▶ _Aim_: Please render every item below as a numbered list, dropping any blank lines.

══════════

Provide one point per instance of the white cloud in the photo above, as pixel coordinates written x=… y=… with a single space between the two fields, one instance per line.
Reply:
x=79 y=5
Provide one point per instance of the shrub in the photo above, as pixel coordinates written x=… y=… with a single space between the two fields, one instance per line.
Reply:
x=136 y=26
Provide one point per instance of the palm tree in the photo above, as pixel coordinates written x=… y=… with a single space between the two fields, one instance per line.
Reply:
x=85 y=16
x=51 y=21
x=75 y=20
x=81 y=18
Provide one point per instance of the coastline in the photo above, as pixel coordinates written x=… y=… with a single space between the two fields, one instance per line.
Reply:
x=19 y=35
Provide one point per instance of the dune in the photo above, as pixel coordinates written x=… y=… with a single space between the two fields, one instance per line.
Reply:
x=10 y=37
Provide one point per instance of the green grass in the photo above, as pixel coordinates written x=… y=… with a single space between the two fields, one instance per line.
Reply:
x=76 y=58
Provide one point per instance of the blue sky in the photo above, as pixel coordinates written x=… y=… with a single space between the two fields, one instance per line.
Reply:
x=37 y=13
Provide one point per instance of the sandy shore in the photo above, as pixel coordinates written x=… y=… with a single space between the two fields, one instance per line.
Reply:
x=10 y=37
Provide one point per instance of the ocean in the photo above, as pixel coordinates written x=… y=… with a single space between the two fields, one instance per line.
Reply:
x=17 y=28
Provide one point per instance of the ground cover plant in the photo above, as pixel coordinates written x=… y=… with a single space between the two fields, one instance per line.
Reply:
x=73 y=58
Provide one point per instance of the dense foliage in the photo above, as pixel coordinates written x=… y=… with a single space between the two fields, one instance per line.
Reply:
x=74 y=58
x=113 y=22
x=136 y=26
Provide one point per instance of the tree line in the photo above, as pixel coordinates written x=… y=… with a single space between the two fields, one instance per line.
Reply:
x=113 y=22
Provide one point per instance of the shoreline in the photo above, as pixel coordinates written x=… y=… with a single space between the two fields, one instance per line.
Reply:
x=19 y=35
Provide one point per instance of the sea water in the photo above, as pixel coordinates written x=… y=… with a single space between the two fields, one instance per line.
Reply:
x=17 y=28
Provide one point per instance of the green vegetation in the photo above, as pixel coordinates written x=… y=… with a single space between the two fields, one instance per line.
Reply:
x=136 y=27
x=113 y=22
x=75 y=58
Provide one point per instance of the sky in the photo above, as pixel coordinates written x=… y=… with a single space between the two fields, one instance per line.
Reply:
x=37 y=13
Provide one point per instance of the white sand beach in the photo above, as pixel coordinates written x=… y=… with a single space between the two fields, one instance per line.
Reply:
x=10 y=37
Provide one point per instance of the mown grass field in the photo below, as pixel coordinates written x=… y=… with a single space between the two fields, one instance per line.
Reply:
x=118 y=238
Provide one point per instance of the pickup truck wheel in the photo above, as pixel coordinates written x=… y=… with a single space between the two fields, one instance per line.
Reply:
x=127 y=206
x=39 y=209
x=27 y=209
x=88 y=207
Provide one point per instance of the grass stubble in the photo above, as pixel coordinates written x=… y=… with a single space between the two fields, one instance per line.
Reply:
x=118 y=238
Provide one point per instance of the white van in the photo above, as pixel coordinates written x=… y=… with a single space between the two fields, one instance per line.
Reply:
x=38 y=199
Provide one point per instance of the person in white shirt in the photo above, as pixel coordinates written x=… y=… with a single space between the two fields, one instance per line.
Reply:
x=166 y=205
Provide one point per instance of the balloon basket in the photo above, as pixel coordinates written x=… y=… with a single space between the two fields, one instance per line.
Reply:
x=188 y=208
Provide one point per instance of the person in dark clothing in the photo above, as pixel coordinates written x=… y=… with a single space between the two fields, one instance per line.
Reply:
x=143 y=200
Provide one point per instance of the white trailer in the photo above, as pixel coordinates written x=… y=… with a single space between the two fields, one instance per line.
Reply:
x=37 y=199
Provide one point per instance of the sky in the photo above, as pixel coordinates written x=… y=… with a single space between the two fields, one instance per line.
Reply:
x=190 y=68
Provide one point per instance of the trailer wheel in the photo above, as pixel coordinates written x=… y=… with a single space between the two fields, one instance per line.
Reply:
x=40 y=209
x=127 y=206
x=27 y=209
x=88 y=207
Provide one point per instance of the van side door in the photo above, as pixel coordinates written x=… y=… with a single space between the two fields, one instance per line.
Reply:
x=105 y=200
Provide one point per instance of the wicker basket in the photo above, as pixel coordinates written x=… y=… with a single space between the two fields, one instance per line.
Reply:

══════════

▶ _Answer to this problem_:
1. Provide one point per instance of the white cloud in the photo above, as pixel coordinates written x=… y=… with a single space between the two fields, one instance per line.
2. Reply:
3. x=79 y=5
4. Provide one point per instance of the shrub in the photo above, as pixel coordinates written x=… y=… with a single space between the two fields, one instance per line.
5. Reply:
6. x=136 y=26
7. Provide one point per instance of the palm tree in the photo above, as pixel coordinates written x=… y=… with a single space between the two fields, one instance per line.
8. Reply:
9. x=85 y=16
10. x=51 y=21
11. x=75 y=20
12. x=81 y=18
13. Provide one point per instance of the coastline in the photo above, as pixel coordinates written x=… y=… with a single space between the two fields, one instance per line.
14. Reply:
15. x=19 y=35
16. Provide one point per instance of the dune in the photo above, as pixel coordinates written x=… y=… with a single space between the two fields, one instance per line.
17. Reply:
18. x=10 y=37
19. Provide one point per instance of the green grass in the photo above, as pixel coordinates written x=… y=… with a single space between the two fields, one instance per line.
20. Reply:
21. x=76 y=58
22. Provide one point per instance of the blue sky in the photo above, as pixel coordinates written x=… y=… with a single space between the two fields, one instance per line.
23. Reply:
24. x=37 y=13
25. Provide one point per instance of the sandy shore in the photo above, as pixel coordinates written x=… y=… with a single space between the two fields, one instance per line.
26. Reply:
27. x=10 y=37
28. Provide one point per instance of the ocean in the photo above, as pixel coordinates written x=… y=… with a single space between the two fields, one instance per line.
29. Reply:
30. x=17 y=28
31. Provide one point per instance of the ground cover plant in the photo above, as pixel coordinates written x=… y=… with a single space between the two fields, one instance per line.
32. Reply:
33. x=73 y=58
34. Provide one point per instance of the dense foliage in the photo above, as pixel coordinates written x=… y=… with a single space between the two fields, one instance per line.
35. Reply:
36. x=74 y=58
37. x=113 y=22
38. x=136 y=26
39. Provide one point per instance of the tree line in the photo above, as pixel coordinates written x=… y=… with a single space between the two fields, one instance per line.
40. Reply:
41. x=113 y=22
42. Provide one point per instance of the shoreline in the photo above, as pixel coordinates written x=… y=… with a single space between the two fields, one instance per line.
43. Reply:
44. x=19 y=35
45. Provide one point per instance of the sea water in the photo above, as pixel coordinates written x=… y=… with a single space between the two fields, one instance per line.
46. Reply:
47. x=17 y=28
48. Provide one point per instance of the green vegetation in the photo above, as pixel coordinates written x=… y=… with a single space between the two fields, one instance per line.
49. Reply:
50. x=136 y=27
51. x=113 y=22
52. x=75 y=58
53. Provide one point per instance of the sky in the photo above, as pixel coordinates written x=… y=… with a single space between the two fields, one instance per line.
54. Reply:
55. x=37 y=13
56. Provide one point per instance of the white sand beach in the photo above, as pixel coordinates written x=… y=… with a single space between the two fields, one instance per line.
57. Reply:
58. x=10 y=37
59. Provide one point per instance of the mown grass field in the photo below, as pixel coordinates written x=… y=… with a single space between the two fields, one instance per line.
60. Reply:
61. x=118 y=238
62. Provide one point per instance of the pickup truck wheel in the photo above, as pixel coordinates written x=… y=… with a single space between the two fields, one instance per line.
63. Reply:
64. x=127 y=206
65. x=39 y=209
66. x=27 y=209
67. x=88 y=207
68. Provide one point per instance of the grass stubble in the photo above, as pixel coordinates written x=… y=… with a single space between the two fields, one instance per line.
69. Reply:
70. x=118 y=238
71. Provide one point per instance of the white van in the photo above, as pixel coordinates written x=… y=… with a single space between the two fields, one instance per line.
72. Reply:
73. x=38 y=199
74. Provide one point per instance of the person in white shirt in the photo above, as pixel coordinates written x=… y=… with a single space between the two fields, one instance per line.
75. Reply:
76. x=166 y=205
77. Provide one point per instance of the balloon basket in the photo above, as pixel coordinates written x=… y=… with a single space between the two fields, one instance per line.
78. Reply:
79. x=188 y=208
80. Provide one point per instance of the person in dark clothing in the photo above, as pixel coordinates written x=… y=… with a single space between the two fields, one instance per line.
81. Reply:
82. x=143 y=200
83. Provide one point per instance of the white trailer in the photo above, as pixel coordinates written x=… y=… with a single space between the two fields, one instance per line.
84. Reply:
85. x=37 y=199
86. Provide one point per instance of the sky in the photo above, as pixel coordinates written x=… y=… with a single space between the two fields, one instance per line.
87. Reply:
88. x=190 y=68
89. Provide one point per instance of the trailer wheel in the photo above, as pixel coordinates written x=… y=… with a single space between the two fields, one instance per line.
90. Reply:
91. x=40 y=209
92. x=127 y=206
93. x=27 y=209
94. x=88 y=207
95. Provide one point per instance of the van side door in the photo above, as pixel coordinates written x=… y=… with a single space between the two fields, one instance per line.
96. Reply:
97. x=105 y=200
98. Provide one point per instance of the wicker basket in the photo above, as pixel coordinates written x=… y=… with a single space between the two fields, one instance per line.
99. Reply:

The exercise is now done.